§ **Problem details**
From the records below, transcribe exactly the lines that begin at the line with "# provide a point for each instance of the oil" and end at the line with "# provide a point for each instance of the door", both included.

§ **Records supplied**
▶
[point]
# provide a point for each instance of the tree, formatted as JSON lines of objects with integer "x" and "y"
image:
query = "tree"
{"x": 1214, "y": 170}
◀
▶
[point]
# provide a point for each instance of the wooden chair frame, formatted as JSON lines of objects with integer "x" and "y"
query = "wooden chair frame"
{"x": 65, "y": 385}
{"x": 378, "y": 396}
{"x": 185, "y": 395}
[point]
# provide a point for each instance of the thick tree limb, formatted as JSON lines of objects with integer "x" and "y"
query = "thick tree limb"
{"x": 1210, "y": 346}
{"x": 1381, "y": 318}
◀
▶
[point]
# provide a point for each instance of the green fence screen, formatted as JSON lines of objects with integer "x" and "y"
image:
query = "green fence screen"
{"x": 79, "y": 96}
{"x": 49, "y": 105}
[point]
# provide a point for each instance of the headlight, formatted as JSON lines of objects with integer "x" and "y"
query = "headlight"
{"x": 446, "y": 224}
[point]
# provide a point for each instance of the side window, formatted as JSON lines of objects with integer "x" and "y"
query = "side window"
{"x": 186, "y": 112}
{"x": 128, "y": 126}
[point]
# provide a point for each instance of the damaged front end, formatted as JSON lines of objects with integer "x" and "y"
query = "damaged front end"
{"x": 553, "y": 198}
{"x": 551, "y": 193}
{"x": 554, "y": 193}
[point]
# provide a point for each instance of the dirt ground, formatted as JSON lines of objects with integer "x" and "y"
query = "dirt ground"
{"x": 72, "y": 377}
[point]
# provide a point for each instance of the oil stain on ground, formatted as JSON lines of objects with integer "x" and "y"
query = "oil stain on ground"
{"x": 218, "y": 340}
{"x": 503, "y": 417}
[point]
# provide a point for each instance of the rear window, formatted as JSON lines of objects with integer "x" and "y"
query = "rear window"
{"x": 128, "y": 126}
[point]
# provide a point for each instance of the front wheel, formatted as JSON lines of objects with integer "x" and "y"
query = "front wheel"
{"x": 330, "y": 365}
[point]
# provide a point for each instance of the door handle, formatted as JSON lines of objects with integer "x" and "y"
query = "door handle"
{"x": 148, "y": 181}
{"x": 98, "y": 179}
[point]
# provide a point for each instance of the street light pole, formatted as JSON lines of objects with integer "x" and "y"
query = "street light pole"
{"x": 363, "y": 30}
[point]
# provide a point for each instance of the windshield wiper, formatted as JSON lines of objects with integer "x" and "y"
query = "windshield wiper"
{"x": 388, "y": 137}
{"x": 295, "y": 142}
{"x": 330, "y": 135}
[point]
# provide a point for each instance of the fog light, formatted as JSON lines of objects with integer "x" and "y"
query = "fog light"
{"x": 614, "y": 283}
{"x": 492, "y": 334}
◀
§ **Written reply**
# provide a point for each instance of the oil stain on ground, formatted as JSON lines of objects with integer "x" and "y"
query = "oil stain on ground"
{"x": 218, "y": 340}
{"x": 503, "y": 417}
[point]
# provide a point for each instance of the rear window, formatted as JSON lines of objects with integer "x" and "y"
query = "rear window"
{"x": 128, "y": 126}
[point]
# provide a point for each instance of the front wheel, formatted as JSON lines of objects with integer "x" and "y"
query = "front wheel"
{"x": 330, "y": 365}
[point]
# provide a point for each instance of the door handle, formatted as JSON lines of objects with integer "x" and "y"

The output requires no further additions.